> **Trecho do relato**
Então tive a oportunidade de fazer o doutorado no MIT. Depois voltei e, minha carreira inteira, até alguns anos atrás, era como cientista da área climática, da área ambiental, mas relacionado com clima e isso é muito mais próximo da física. Então, sempre ficava na minha cabeça porque eu não fiz a física, poxa, ganhei dois anos da física porque a base do que eu estudei no MIT é a física, e sempre aquilo estava na minha cabeça. Mas hoje eu tenho certeza de que fiz certo de fazer Engenharia porque quando eu entrei no ITA, em 1970, eu e o reitor Vahan entramos no mesmo ano, temos quase 46 anos de formados, a EMBRAER tinha sido fundada em 1969 e começou a funcionar em 70 e eu pude ver com meus colegas, alunos e professores do ITA, a EMBRAER ser fundada pelo ITA, então eu pude ver o que uma boa escola de Engenharia faz para você ter uma mudança econômica.

Começou a construir e hoje é a terceira maior empresa de aviação do mundo. Então eu comecei a ver o que a Engenharia fazia mesmo que tivesse uma visão muito clara, uma vivência.. aí depois eu tive essa oportunidade de estudar no MIT, mesmo que estivesse fazendo doutorado em meteorologia, eu estava ali no meio de um ambiente fantástico de inovação.

Me lembro de uma professora que orientou uma brasileira de mestrado que tinha, em 1979, 1980, descoberto uma enzima que depois se tornou a principal enzima da conversão da celulose em açúcar e etanol. Então, aquela pesquisa básica que modifica e melhora o mundo… isso tudo eu vi, ainda que estivesse ali me tornando uma pessoa para estudar a atmosfera, oceanos, eu também gostava muito de oceanografia.

Então, isso é um pouco da minha história, como a minha carreira foi muito em clima, de mudanças climáticas, desastres naturais, interações floresta-atmosfera, eu imaginava: será que eu deveria mesmo ter feito Engenharia? Mas hoje eu concluo que a Engenharia foi a melhor formação para mim.

Durante minha carreira toda eu estudei a Amazônia e como eu falei, em 1971 e 1972, eu vi a Amazônia não perturbada. E durante toda a minha carreira, eu ia praticamente todo ano, passava meses fazendo campo de pesquisa na Amazônia e o que esse modelo equivocado de desenvolvimento na Amazônia fez com a Amazônia. Eu vi os desmatamentos, eu fazia pesquisas em áreas desmatadas o experimento científico LBA que o reitor Vahan mencionou, ficamos mais de dez anos estudando tudo e eu vi tudo isso acontecendo com os meus olhos e cada vez mais preocupado.

E em 1990 eu fiz um estudo com colegas da Universidade de Maryland e lancei a hipótese de que se nós continuássemos a destruir as florestas, ela iria virar uma savana degradada. Lançamos um artigo na revista Science e em outra revista e aquilo parecia uma projeção distante, futura, teórica, mas diante de tudo que eu participei e estudei dos experimentos científicos, eu estava vendo aquela realidade se tornar cada vez mais uma realidade.

Hoje, a Amazônia está muito próxima de uma savanização. Estamos vendo o sul da Amazônia mais quente, mais seco, estações cerca de três semanas mais longas, estamos perdendo a capacidade de tirar gás carbônico da atmosfera, perdendo a capacidade de reciclar água e nisso estamos falando de mais de 2 milhões de km quadrados. Ela está na iminência, na beira do precipício.

> **O que se pede**
Repita, sem alterar nada, todo o relato desde "E em 1990 eu" até "beira do precipício.".

[Linhas de um conjunto de dados de apontamento]
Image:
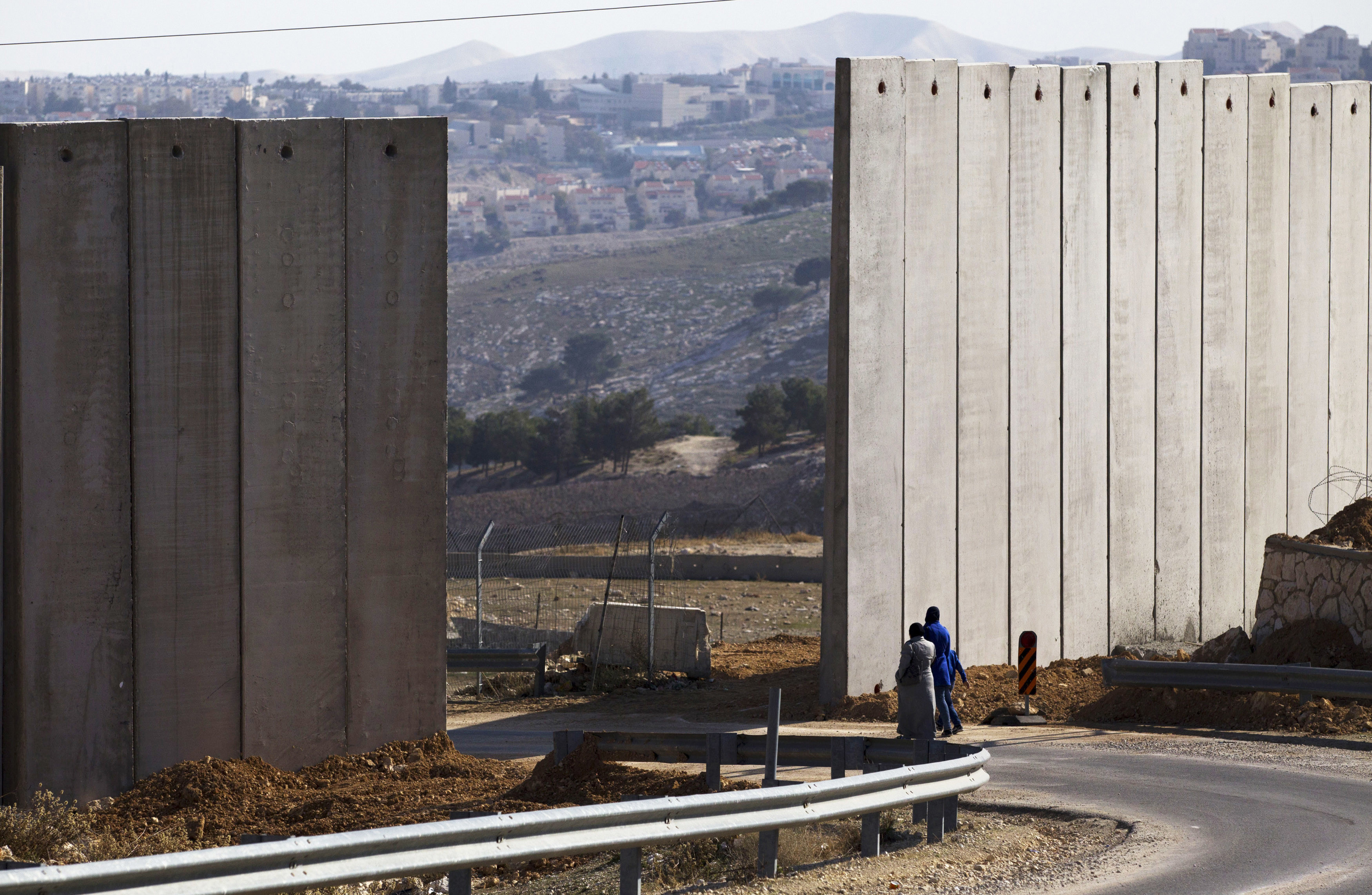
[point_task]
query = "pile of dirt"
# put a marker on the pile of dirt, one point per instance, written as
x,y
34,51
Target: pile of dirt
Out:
x,y
1322,643
1350,528
217,801
586,779
1229,711
1064,687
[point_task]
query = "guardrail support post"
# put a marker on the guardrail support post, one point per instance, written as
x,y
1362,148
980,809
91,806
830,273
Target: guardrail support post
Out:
x,y
920,810
935,820
769,843
460,882
872,826
837,758
630,872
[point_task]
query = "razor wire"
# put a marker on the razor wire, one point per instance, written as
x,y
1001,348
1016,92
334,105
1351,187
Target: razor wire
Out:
x,y
1349,484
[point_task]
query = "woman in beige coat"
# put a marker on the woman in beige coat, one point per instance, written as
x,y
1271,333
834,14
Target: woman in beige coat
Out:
x,y
916,687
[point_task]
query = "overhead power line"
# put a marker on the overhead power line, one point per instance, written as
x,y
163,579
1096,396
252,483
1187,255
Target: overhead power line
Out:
x,y
324,28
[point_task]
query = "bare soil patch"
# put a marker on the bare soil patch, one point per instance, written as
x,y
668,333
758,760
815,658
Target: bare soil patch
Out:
x,y
1350,528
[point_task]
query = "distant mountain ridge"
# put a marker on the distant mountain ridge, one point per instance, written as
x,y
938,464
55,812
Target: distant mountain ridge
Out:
x,y
843,35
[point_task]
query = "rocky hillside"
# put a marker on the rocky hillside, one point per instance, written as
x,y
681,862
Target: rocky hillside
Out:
x,y
677,308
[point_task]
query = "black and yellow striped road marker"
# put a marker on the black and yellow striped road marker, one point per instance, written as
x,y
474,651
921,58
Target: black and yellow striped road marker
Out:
x,y
1028,666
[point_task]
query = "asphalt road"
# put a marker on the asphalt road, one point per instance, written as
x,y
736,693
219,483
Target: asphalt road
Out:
x,y
1218,827
1232,828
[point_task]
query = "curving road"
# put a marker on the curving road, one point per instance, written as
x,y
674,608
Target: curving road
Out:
x,y
1232,828
1208,827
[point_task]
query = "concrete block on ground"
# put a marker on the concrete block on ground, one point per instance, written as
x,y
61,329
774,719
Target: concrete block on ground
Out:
x,y
682,637
69,584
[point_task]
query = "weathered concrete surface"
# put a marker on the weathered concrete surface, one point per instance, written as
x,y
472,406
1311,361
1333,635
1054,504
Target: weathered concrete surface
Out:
x,y
1036,356
1303,581
681,640
291,226
1308,320
397,362
931,403
1268,264
1134,167
184,327
1178,447
1084,363
1224,233
864,474
69,585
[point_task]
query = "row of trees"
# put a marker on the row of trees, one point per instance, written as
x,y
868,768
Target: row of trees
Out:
x,y
590,430
798,195
578,433
771,412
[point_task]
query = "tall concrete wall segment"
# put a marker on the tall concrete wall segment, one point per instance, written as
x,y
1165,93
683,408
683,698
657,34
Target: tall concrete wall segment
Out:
x,y
1161,349
68,566
864,475
184,326
294,311
202,555
397,449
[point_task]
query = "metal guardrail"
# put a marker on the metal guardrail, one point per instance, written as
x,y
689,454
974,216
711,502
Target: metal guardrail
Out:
x,y
492,661
1243,679
448,846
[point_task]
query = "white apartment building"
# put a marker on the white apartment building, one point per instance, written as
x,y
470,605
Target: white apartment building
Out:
x,y
551,138
1328,47
1241,51
787,176
737,189
468,134
604,208
662,200
526,216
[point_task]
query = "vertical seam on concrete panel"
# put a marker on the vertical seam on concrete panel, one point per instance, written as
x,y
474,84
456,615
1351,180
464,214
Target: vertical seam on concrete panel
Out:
x,y
134,510
1062,330
1109,353
957,363
238,291
348,532
1157,223
1010,353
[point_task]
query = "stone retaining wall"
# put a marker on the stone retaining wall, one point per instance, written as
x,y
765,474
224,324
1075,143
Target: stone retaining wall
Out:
x,y
1303,581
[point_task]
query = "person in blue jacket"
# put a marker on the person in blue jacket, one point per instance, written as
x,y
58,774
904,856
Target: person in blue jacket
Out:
x,y
944,668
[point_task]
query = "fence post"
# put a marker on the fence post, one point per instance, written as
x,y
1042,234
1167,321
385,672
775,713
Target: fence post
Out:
x,y
538,672
652,618
769,840
481,544
600,631
714,758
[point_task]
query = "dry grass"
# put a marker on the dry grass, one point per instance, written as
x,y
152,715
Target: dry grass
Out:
x,y
50,830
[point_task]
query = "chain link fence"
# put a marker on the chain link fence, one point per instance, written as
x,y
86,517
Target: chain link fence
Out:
x,y
600,587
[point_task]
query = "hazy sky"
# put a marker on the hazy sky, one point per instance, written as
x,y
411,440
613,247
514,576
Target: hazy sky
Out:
x,y
1152,27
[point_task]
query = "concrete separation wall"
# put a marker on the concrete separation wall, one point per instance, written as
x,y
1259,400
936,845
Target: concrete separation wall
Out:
x,y
686,568
223,513
1119,337
1303,581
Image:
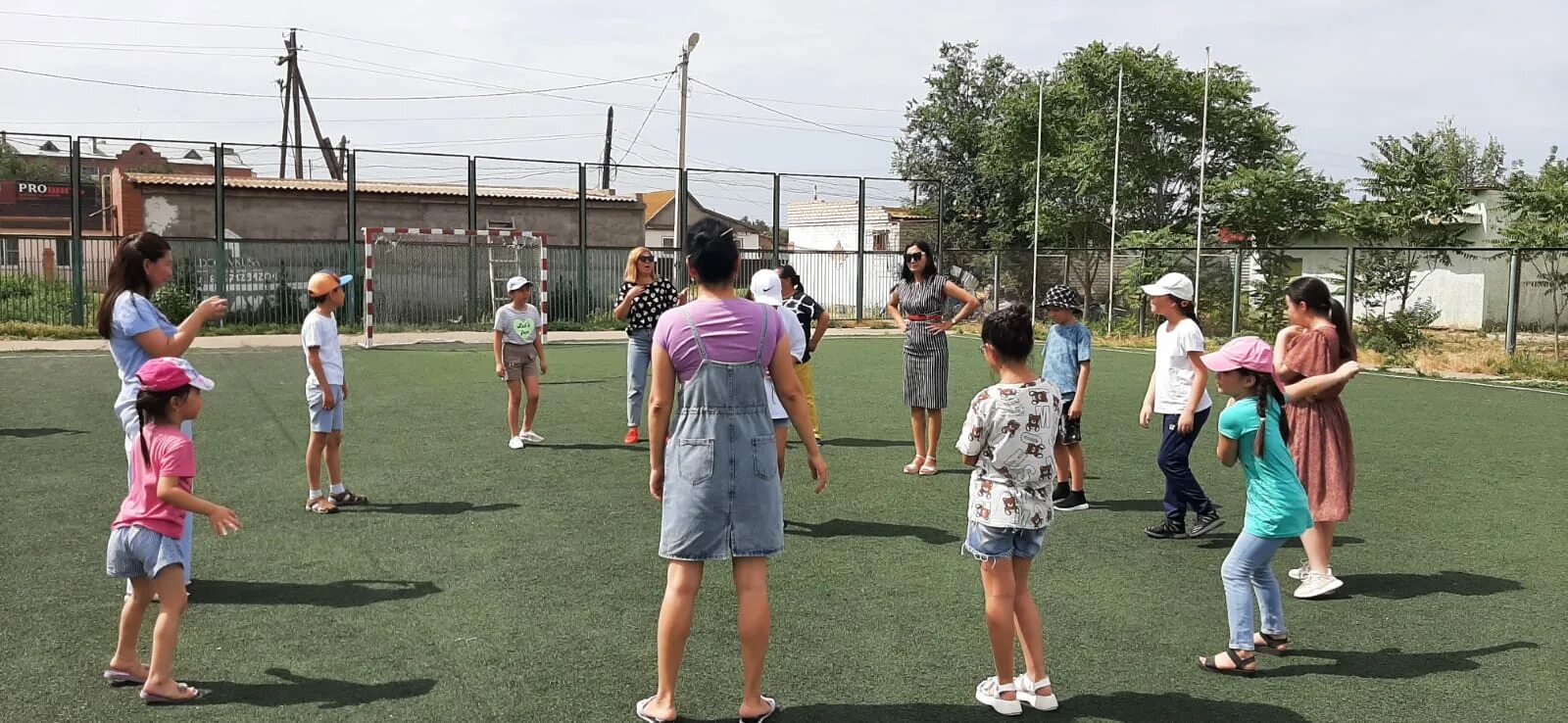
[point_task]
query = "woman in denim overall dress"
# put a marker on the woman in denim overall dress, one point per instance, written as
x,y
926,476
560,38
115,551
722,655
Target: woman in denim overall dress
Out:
x,y
720,493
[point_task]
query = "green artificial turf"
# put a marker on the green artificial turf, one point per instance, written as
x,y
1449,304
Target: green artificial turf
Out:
x,y
488,584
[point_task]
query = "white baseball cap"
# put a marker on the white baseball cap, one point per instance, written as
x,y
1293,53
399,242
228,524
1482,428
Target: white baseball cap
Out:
x,y
765,287
1172,284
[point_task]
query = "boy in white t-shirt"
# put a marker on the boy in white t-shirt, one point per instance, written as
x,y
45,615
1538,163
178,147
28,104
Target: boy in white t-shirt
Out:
x,y
325,393
1180,396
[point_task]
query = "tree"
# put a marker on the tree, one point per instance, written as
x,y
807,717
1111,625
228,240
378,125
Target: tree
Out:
x,y
1272,206
1415,198
946,138
18,167
1541,227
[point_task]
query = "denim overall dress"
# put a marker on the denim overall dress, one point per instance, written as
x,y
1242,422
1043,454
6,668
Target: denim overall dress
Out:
x,y
721,485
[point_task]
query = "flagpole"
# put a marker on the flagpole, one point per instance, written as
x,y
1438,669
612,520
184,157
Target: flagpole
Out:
x,y
1040,125
1115,188
1203,162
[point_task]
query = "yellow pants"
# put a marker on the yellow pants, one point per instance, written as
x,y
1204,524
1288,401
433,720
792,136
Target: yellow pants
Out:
x,y
804,370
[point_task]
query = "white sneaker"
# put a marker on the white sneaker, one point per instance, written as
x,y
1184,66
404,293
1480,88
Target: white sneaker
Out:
x,y
1026,694
1300,573
990,694
1317,585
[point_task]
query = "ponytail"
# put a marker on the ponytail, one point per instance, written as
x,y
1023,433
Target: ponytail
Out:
x,y
154,407
1348,336
1264,389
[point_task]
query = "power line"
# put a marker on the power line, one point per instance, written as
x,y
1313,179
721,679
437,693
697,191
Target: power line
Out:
x,y
543,91
791,115
647,117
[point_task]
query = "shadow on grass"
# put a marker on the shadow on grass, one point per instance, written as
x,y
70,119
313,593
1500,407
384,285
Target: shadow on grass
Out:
x,y
858,529
866,443
1392,662
1117,706
1403,587
36,432
431,506
300,691
342,593
1228,538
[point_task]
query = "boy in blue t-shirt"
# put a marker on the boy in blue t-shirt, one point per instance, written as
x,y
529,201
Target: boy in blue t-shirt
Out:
x,y
1066,365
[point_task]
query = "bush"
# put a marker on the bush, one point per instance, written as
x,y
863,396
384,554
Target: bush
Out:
x,y
1400,331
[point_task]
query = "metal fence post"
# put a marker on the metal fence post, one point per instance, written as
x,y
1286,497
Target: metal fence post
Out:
x,y
681,226
778,235
582,243
1512,334
1236,290
859,255
352,235
220,270
77,276
474,250
1350,284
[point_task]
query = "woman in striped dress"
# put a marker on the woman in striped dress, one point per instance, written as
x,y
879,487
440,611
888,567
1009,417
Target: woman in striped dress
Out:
x,y
917,305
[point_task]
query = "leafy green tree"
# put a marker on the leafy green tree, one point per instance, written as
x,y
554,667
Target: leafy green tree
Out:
x,y
1541,227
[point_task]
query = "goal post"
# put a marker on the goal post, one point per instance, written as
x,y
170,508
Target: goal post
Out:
x,y
447,278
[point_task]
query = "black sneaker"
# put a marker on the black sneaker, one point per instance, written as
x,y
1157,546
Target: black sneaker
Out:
x,y
1167,530
1073,503
1206,524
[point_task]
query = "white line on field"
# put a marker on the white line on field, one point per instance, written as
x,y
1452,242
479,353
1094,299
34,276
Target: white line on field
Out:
x,y
1397,377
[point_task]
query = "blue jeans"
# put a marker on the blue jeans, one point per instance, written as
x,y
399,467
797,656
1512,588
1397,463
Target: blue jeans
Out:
x,y
639,353
1246,573
1181,488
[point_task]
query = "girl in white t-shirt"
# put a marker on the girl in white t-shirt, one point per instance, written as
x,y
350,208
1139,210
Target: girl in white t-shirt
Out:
x,y
1180,397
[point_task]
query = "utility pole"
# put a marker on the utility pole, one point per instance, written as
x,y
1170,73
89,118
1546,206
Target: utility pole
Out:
x,y
681,177
609,132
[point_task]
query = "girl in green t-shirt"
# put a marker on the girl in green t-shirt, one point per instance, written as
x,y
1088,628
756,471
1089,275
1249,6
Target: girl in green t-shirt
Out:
x,y
1253,432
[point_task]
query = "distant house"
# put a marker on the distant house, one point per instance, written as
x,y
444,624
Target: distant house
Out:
x,y
659,221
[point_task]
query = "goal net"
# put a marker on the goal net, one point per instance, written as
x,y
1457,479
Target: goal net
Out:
x,y
447,278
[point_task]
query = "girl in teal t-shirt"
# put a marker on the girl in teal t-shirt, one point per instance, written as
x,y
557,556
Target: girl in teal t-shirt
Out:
x,y
1253,432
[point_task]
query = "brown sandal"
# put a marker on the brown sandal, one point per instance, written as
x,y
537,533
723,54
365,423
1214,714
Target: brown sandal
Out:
x,y
320,506
349,499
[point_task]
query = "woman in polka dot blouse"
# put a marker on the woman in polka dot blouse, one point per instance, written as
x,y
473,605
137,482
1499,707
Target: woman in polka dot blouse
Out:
x,y
643,298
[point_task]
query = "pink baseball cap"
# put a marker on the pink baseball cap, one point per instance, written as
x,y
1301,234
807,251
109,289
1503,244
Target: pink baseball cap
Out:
x,y
170,372
1246,352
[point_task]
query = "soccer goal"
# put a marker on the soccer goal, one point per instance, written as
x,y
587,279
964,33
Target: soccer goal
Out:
x,y
447,278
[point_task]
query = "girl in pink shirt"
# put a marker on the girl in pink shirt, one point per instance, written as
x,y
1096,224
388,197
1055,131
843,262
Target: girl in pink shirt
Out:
x,y
145,540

> **Resultado**
E em 1990 eu fiz um estudo com colegas da Universidade de Maryland e lancei a hipótese de que se nós continuássemos a destruir as florestas, ela iria virar uma savana degradada. Lançamos um artigo na revista Science e em outra revista e aquilo parecia uma projeção distante, futura, teórica, mas diante de tudo que eu participei e estudei dos experimentos científicos, eu estava vendo aquela realidade se tornar cada vez mais uma realidade.

Hoje, a Amazônia está muito próxima de uma savanização. Estamos vendo o sul da Amazônia mais quente, mais seco, estações cerca de três semanas mais longas, estamos perdendo a capacidade de tirar gás carbônico da atmosfera, perdendo a capacidade de reciclar água e nisso estamos falando de mais de 2 milhões de km quadrados. Ela está na iminência, na beira do precipício.